■ Your task
Copy the lines below, swapping "rough mask" for "coarse mask" wherever it occurs and leaving everything else untouched.

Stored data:
....
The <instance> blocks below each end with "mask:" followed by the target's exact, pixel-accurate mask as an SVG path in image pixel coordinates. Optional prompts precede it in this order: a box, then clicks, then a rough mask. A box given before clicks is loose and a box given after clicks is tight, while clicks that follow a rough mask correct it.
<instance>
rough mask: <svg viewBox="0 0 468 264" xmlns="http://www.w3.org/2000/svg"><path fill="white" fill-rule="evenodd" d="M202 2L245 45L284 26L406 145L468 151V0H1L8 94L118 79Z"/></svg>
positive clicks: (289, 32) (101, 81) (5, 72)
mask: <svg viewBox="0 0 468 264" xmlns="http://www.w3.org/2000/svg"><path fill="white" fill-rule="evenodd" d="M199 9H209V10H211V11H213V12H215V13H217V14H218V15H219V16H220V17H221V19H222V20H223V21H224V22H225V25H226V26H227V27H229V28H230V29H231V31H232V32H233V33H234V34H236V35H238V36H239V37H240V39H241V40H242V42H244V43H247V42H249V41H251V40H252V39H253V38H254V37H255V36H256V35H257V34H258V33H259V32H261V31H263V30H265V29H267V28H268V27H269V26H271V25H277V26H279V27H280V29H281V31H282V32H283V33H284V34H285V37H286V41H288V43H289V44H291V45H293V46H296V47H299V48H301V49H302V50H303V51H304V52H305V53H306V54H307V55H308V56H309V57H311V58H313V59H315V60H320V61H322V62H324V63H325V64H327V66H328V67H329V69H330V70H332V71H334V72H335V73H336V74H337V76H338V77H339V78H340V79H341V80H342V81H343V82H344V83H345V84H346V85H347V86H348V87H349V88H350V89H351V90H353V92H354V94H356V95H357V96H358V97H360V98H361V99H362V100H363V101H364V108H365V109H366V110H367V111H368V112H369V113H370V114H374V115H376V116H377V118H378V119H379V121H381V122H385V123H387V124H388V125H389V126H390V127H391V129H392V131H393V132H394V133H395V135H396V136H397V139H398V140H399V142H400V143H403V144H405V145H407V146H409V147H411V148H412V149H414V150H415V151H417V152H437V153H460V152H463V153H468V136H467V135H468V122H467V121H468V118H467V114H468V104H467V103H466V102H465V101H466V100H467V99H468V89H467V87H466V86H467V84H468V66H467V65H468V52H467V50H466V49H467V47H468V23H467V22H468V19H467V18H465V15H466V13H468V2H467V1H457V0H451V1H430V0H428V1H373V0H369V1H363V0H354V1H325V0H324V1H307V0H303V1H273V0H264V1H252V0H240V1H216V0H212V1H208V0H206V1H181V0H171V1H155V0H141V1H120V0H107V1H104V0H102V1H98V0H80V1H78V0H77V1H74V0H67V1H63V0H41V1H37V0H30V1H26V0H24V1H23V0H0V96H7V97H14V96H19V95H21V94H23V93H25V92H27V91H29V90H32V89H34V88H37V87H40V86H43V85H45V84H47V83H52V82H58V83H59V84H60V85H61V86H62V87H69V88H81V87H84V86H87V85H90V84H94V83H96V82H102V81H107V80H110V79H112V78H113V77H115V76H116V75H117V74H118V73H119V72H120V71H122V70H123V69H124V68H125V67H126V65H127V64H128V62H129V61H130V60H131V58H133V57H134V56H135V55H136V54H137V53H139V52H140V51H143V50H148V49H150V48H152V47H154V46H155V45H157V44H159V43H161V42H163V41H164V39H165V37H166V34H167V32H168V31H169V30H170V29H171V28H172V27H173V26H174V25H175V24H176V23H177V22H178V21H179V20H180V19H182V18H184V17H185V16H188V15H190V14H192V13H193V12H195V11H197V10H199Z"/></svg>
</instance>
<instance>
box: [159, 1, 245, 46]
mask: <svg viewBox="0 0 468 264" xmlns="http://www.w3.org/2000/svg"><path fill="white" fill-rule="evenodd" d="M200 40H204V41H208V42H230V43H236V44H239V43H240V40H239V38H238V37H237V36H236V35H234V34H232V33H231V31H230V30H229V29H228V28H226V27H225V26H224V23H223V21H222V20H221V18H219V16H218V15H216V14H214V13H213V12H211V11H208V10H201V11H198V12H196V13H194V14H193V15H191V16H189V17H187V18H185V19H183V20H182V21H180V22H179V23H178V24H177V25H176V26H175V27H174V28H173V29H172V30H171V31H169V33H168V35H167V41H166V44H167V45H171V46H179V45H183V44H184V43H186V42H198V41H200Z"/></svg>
....
■ Expected answer
The <instance> blocks below each end with "mask:" followed by the target's exact, pixel-accurate mask as an SVG path in image pixel coordinates. Optional prompts precede it in this order: a box, then clicks, then a coarse mask. A box given before clicks is loose and a box given after clicks is tight, while clicks that follow a coarse mask correct it.
<instance>
coarse mask: <svg viewBox="0 0 468 264" xmlns="http://www.w3.org/2000/svg"><path fill="white" fill-rule="evenodd" d="M202 2L245 45L284 26L406 145L468 151V0H1L8 94L118 79Z"/></svg>
positive clicks: (289, 32) (101, 81) (5, 72)
mask: <svg viewBox="0 0 468 264" xmlns="http://www.w3.org/2000/svg"><path fill="white" fill-rule="evenodd" d="M199 9H209V10H211V11H213V12H215V13H217V14H218V15H219V16H220V17H221V19H222V20H223V21H224V22H225V25H226V26H227V27H229V28H230V29H231V31H232V32H233V33H234V34H236V35H238V36H239V37H240V39H241V40H242V42H244V43H247V42H249V41H251V40H252V39H253V38H254V37H255V36H256V35H257V34H258V33H259V32H261V31H263V30H265V29H267V28H268V27H269V26H271V25H277V26H279V27H280V29H281V31H282V32H283V33H284V34H285V37H286V41H288V43H289V44H291V45H293V46H296V47H299V48H301V49H302V50H303V51H304V52H305V53H306V54H307V55H308V56H309V57H311V58H313V59H315V60H320V61H322V62H324V63H325V64H327V66H328V67H329V69H330V70H332V71H334V72H335V73H336V74H337V76H338V77H339V78H340V79H341V80H342V81H343V82H344V83H345V84H346V85H347V86H348V87H349V88H350V89H351V90H353V92H354V94H356V95H357V96H358V97H360V98H361V99H362V100H363V101H364V108H365V109H366V110H367V111H368V112H369V113H370V114H374V115H376V116H377V118H378V119H379V121H381V122H385V123H387V124H388V125H389V126H390V127H391V129H392V131H393V132H394V133H395V135H396V136H397V139H398V140H399V142H400V143H403V144H405V145H407V146H409V147H411V148H412V149H414V150H415V151H417V152H437V153H460V152H463V153H468V136H467V135H468V122H467V121H468V118H467V114H468V104H467V103H466V102H465V101H466V100H467V99H468V89H467V87H466V86H467V84H468V66H467V65H468V52H467V50H466V49H467V47H468V23H467V22H468V19H467V18H465V15H466V13H468V2H467V1H457V0H451V1H430V0H428V1H373V0H369V1H363V0H354V1H325V0H324V1H307V0H303V1H273V0H264V1H252V0H240V1H216V0H212V1H208V0H206V1H181V0H171V1H155V0H141V1H120V0H107V1H104V0H102V1H98V0H80V1H78V0H77V1H74V0H67V1H63V0H41V1H37V0H30V1H26V0H24V1H23V0H0V96H7V97H14V96H19V95H21V94H23V93H25V92H27V91H29V90H32V89H34V88H37V87H40V86H43V85H45V84H47V83H52V82H58V83H59V84H60V85H61V86H62V87H69V88H81V87H84V86H87V85H90V84H94V83H96V82H102V81H107V80H110V79H112V78H113V77H115V76H116V75H117V74H118V73H119V72H120V71H122V70H123V69H124V68H125V67H126V65H127V64H128V62H129V61H130V60H131V58H133V57H134V56H135V55H136V54H137V53H139V52H140V51H143V50H148V49H150V48H152V47H154V46H155V45H157V44H159V43H161V42H163V41H164V39H165V37H166V34H167V32H168V31H169V30H170V29H171V28H172V27H173V26H174V25H175V24H176V23H177V22H178V21H179V20H180V19H182V18H184V17H185V16H188V15H190V14H192V13H193V12H195V11H197V10H199Z"/></svg>
</instance>
<instance>
box: [159, 1, 245, 46]
mask: <svg viewBox="0 0 468 264" xmlns="http://www.w3.org/2000/svg"><path fill="white" fill-rule="evenodd" d="M200 40H204V41H208V42H230V43H236V44H239V43H240V40H239V38H238V37H237V36H236V35H234V34H232V33H231V31H230V30H229V29H228V28H226V27H225V26H224V23H223V21H222V20H221V18H219V16H218V15H216V14H214V13H213V12H211V11H208V10H201V11H198V12H196V13H194V14H193V15H191V16H189V17H187V18H185V19H183V20H182V21H180V22H179V23H178V24H177V25H176V26H175V27H174V28H173V29H172V30H171V31H169V33H168V35H167V41H166V44H167V45H171V46H179V45H183V44H184V43H186V42H198V41H200Z"/></svg>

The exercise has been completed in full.